Task directions:
Output the listing as a Markdown table with the columns Row and Line, starting at its first line and going on through the line with "box: [239, 76, 299, 93]". Leave out any blank lines.

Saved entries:
------------

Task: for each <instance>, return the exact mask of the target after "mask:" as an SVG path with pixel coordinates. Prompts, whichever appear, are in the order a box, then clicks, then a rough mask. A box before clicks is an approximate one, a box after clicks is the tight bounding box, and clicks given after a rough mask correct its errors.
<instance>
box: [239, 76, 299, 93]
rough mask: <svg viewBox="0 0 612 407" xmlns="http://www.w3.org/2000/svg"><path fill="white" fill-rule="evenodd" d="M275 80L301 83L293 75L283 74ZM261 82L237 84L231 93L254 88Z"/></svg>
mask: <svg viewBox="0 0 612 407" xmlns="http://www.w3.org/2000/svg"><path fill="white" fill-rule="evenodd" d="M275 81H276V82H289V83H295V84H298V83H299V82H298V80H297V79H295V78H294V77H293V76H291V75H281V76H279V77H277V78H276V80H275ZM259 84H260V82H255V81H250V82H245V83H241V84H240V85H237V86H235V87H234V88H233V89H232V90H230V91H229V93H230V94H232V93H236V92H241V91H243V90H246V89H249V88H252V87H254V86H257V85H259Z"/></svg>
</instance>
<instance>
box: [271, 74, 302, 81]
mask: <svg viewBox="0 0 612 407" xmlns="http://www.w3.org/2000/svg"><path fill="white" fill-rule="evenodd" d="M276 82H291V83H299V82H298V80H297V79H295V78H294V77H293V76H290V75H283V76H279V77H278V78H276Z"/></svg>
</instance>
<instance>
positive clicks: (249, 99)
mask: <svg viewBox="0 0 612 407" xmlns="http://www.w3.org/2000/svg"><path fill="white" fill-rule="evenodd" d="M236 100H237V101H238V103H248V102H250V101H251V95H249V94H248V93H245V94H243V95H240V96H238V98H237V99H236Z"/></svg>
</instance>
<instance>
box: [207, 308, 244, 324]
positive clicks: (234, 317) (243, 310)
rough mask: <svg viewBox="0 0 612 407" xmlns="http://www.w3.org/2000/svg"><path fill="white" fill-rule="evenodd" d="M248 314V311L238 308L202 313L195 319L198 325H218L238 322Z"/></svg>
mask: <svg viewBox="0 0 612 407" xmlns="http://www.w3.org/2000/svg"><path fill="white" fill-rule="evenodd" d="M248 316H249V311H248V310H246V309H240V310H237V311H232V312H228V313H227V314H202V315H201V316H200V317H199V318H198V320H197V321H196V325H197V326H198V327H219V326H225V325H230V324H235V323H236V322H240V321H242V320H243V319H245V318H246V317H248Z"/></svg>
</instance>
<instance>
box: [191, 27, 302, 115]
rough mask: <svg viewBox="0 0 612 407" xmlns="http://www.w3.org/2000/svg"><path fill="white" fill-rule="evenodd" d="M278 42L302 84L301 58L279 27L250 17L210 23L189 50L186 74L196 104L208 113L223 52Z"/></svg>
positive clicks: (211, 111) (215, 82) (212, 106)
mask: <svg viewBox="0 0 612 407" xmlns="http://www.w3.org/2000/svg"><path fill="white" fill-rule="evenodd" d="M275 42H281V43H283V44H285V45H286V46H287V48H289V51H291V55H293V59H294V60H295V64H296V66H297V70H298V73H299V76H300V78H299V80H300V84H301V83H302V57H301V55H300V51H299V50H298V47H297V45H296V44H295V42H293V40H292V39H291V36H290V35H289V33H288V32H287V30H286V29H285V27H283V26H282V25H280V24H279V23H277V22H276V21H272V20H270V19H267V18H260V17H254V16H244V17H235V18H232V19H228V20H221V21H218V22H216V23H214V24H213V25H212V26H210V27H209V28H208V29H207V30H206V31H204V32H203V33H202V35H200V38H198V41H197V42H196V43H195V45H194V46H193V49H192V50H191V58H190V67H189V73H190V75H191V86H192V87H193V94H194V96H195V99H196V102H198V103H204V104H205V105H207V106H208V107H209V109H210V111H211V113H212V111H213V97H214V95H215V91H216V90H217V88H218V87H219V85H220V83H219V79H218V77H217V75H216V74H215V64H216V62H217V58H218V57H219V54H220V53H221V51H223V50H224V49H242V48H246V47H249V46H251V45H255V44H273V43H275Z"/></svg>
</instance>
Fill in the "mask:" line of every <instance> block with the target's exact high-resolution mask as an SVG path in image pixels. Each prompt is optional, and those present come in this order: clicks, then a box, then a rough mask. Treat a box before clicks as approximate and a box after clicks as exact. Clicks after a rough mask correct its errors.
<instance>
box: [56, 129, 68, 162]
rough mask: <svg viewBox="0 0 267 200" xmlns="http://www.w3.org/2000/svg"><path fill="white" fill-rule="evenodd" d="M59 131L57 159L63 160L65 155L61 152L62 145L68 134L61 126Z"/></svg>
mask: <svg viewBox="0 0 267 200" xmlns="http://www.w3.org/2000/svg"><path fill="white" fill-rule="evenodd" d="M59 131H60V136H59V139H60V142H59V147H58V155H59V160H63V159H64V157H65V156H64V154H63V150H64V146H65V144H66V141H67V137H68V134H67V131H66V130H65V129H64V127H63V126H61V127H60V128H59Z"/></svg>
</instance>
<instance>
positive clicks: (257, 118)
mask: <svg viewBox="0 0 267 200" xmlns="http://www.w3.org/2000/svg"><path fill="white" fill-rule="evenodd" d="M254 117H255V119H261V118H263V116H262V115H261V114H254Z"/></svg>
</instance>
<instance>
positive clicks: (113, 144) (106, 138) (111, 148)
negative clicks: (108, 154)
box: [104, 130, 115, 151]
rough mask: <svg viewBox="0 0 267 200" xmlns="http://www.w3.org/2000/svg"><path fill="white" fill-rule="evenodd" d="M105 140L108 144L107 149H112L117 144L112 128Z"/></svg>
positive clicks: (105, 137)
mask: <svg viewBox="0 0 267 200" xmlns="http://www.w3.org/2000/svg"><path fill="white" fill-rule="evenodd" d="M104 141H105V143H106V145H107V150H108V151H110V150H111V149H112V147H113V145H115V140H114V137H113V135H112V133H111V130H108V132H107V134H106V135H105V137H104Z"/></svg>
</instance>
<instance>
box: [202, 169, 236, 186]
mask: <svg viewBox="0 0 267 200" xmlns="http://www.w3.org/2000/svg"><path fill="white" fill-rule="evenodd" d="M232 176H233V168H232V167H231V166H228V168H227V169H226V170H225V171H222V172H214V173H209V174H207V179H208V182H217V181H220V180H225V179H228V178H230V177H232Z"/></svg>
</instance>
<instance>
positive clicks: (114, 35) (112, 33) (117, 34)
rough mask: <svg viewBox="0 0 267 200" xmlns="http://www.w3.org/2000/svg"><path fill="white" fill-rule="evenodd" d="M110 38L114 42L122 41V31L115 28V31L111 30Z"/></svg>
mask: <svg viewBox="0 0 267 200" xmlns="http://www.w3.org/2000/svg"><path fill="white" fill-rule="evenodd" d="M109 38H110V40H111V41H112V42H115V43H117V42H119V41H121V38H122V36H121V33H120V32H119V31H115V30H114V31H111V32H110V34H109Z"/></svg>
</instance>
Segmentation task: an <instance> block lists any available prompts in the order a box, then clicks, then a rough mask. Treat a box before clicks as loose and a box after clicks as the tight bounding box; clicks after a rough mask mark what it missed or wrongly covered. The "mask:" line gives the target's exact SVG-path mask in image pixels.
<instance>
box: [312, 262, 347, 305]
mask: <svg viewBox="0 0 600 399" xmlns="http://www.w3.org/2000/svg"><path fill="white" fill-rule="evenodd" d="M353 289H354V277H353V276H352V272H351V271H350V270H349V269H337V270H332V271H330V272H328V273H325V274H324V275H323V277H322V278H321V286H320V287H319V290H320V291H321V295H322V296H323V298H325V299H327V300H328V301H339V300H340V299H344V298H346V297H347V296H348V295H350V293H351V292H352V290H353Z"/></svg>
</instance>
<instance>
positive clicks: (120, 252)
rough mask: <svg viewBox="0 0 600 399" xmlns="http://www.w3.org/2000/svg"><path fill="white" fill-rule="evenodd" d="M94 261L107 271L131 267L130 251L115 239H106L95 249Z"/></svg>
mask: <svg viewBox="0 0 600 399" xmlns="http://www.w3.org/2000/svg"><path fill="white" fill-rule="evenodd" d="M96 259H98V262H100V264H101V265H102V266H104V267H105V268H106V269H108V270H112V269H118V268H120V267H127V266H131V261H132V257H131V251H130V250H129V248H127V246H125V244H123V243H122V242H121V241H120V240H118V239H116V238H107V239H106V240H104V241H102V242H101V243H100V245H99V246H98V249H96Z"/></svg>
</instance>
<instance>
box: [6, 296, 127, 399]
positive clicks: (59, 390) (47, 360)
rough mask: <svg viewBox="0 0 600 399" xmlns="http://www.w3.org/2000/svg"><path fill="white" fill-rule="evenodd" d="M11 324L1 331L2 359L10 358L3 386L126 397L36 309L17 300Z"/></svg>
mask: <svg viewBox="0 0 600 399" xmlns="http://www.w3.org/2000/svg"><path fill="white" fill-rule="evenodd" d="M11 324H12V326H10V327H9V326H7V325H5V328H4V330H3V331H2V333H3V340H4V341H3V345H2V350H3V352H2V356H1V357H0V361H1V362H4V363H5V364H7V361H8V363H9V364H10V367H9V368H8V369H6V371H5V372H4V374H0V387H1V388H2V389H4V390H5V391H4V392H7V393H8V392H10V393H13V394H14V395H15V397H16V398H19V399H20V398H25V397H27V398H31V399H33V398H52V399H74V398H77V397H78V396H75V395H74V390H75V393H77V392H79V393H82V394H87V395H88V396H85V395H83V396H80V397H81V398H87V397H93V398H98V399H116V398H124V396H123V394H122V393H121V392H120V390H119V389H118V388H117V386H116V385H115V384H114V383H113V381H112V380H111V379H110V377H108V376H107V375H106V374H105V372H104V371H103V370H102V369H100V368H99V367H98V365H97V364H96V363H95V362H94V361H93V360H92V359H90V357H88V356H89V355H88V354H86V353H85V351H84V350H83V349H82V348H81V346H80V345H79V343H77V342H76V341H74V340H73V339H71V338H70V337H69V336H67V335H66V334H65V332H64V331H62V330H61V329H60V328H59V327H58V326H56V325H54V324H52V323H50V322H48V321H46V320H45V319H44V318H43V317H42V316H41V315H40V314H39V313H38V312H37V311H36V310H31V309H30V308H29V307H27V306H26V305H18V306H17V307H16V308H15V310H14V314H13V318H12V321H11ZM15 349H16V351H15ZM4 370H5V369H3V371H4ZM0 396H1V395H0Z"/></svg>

------------

Answer to this problem:
| Row | Line |
|---|---|
| 1 | Task: for each <instance>, return the exact mask of the target after "mask:" as an SVG path with pixel coordinates. Prompts, whichever appear, are in the order a box, then clicks, then a rough mask. A box before clicks is an approximate one, a box after clicks is the tight bounding box, and clicks given after a rough mask correct its errors. |
| 2 | <instance> |
| 3 | box: [239, 76, 299, 93] |